• **Document passage**:
::::::::
Emma Stone is an American actress who has received several awards including two Academy Awards, two BAFTA Awards, five Critics' Choice Awards, two Golden Globe Awards, three Screen Actors Guild Awards, and a prize from the Venice Film Festival as well as a nomination for a Primetime Emmy Award. She has also received two MTV Movie Awards, a People's Choice Award, and three Teen Choice Awards.

Stone won the Academy Award for Best Actress twice for her roles as aspiring actress in Damien Chazelle's musical romance drama La La Land (2016) and a young woman resurrected by a scientist in the Yorgos Lanthimos science fantasy film Poor Things (2023), the later of which also earned her a nomination for the Academy Award for Best Picture as one of the a producers on the film. She was previously Oscar-nominated for the Academy Award for Best Supporting Actress for her performance as a recovering drug addict in Alejandro González Iñárritu's black comedy-drama Birdman (2014), and for her portrayal of Abigail Masham in Lanthimos's absurdist period black comedy The Favourite (2018).
::::::::
• **Given task 1**: Render this sentence from the Emma Stone awards passage in Spanish: "She has also received two MTV Movie Awards, a People's Choice Award, and three Teen Choice Awards."
• **Given task 2**: According to the Emma Stone awards passage, how many Screen Actors Guild Awards has Stone received?
• **Given task 3**: Reproduce the Emma Stone awards passage word for word from "Emma Stone is" to "Teen Choice Awards.".

[Coordinate labeling data]
::::::::
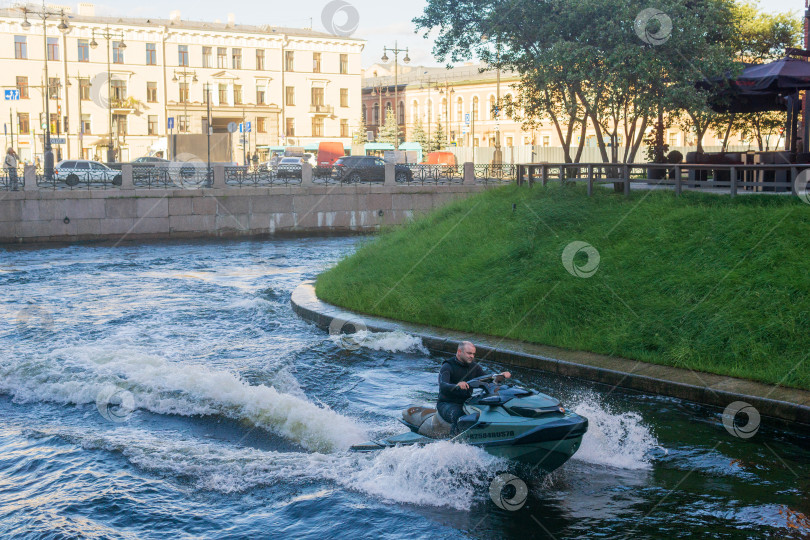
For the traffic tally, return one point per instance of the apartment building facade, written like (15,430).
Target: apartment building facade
(463,100)
(130,83)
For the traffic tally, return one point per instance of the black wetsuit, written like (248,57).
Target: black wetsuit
(451,397)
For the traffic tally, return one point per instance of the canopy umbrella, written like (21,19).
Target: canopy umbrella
(773,86)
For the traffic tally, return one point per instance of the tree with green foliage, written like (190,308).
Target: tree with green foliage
(360,135)
(419,136)
(614,66)
(439,138)
(390,132)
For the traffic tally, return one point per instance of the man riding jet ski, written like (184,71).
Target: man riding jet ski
(506,421)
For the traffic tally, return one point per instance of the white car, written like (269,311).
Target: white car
(73,171)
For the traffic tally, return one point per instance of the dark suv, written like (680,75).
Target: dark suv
(358,168)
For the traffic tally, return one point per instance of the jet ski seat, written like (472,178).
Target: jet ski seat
(427,421)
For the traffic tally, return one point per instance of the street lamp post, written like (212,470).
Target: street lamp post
(395,51)
(185,74)
(63,27)
(109,35)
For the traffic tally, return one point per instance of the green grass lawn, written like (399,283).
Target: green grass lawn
(701,281)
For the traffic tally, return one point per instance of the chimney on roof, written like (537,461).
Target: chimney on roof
(87,9)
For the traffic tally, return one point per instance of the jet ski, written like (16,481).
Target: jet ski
(505,420)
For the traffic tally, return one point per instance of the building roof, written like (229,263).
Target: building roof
(184,24)
(418,75)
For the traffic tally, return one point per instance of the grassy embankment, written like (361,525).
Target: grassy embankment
(702,281)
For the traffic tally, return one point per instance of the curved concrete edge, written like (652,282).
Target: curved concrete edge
(792,412)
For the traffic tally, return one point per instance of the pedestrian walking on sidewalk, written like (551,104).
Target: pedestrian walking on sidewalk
(10,164)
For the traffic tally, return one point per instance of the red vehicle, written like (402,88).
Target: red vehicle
(441,158)
(329,152)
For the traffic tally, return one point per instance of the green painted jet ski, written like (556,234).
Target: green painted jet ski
(506,421)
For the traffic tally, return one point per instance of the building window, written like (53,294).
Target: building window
(120,123)
(23,125)
(84,89)
(53,48)
(317,126)
(151,54)
(20,47)
(84,50)
(119,89)
(182,55)
(118,52)
(22,86)
(53,87)
(151,92)
(317,96)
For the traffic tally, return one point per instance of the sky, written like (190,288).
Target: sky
(382,23)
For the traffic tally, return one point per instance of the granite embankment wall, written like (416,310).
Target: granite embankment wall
(126,212)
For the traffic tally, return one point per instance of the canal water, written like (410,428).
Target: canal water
(168,391)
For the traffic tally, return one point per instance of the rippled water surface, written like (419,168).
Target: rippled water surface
(168,391)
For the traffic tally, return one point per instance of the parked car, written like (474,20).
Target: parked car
(289,168)
(358,168)
(147,160)
(75,170)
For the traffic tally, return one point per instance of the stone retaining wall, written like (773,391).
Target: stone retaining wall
(36,215)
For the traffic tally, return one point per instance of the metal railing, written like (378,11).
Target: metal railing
(495,174)
(255,177)
(721,178)
(434,174)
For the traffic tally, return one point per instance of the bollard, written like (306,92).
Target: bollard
(127,181)
(219,177)
(306,174)
(30,178)
(390,174)
(469,173)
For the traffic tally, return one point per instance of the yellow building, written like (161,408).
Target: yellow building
(294,86)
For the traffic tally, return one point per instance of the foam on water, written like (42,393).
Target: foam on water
(78,375)
(396,341)
(440,474)
(615,439)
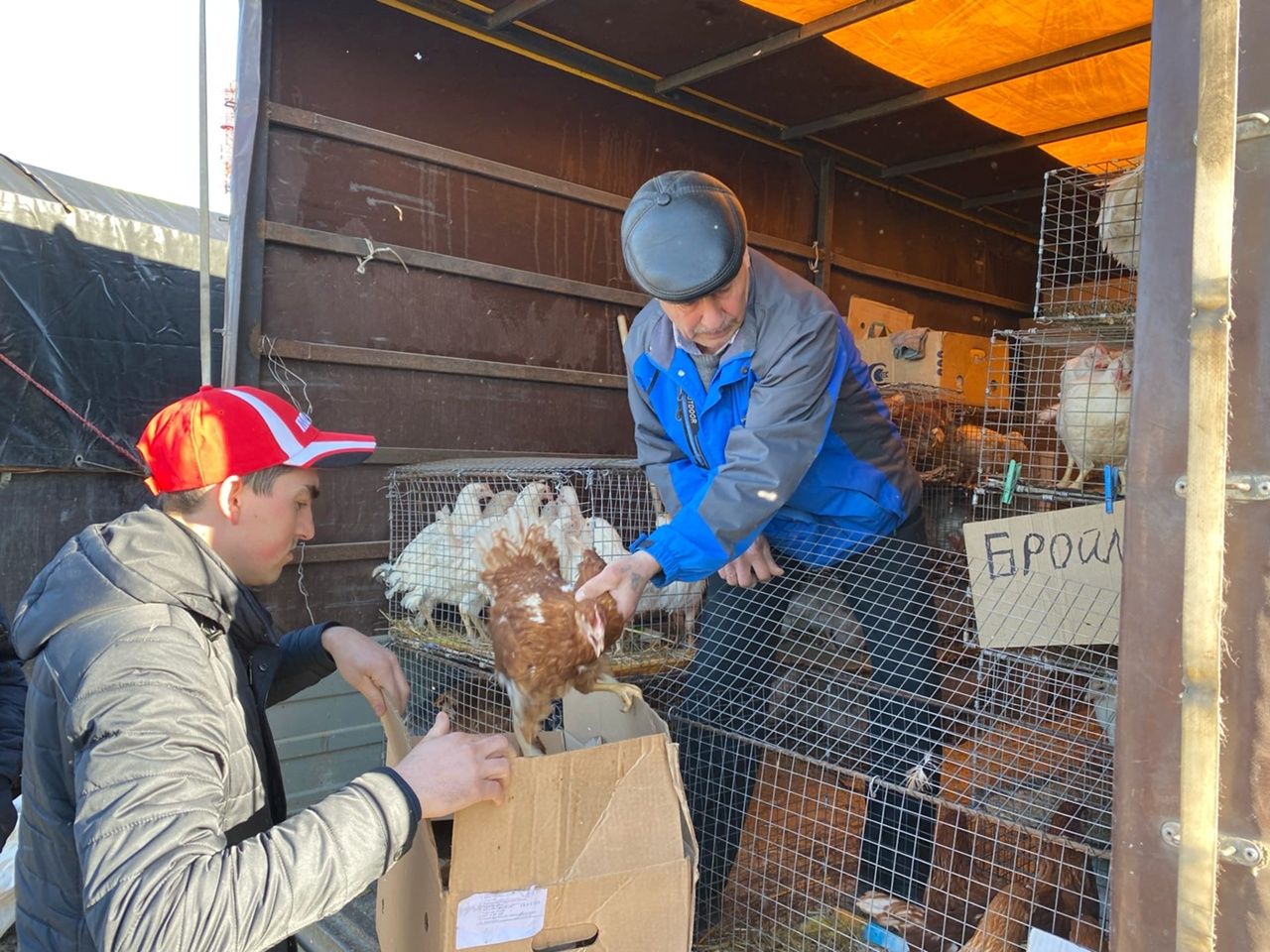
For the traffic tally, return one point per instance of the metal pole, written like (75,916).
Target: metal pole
::::::::
• **Exercise response 1**: También ha recibido dos MTV Movie Awards, un People's Choice Award y tres Teen Choice Awards.

• **Exercise response 2**: Three.

• **Exercise response 3**:
Emma Stone is an American actress who has received several awards including two Academy Awards, two BAFTA Awards, five Critics' Choice Awards, two Golden Globe Awards, three Screen Actors Guild Awards, and a prize from the Venice Film Festival as well as a nomination for a Primetime Emmy Award. She has also received two MTV Movie Awards, a People's Choice Award, and three Teen Choice Awards.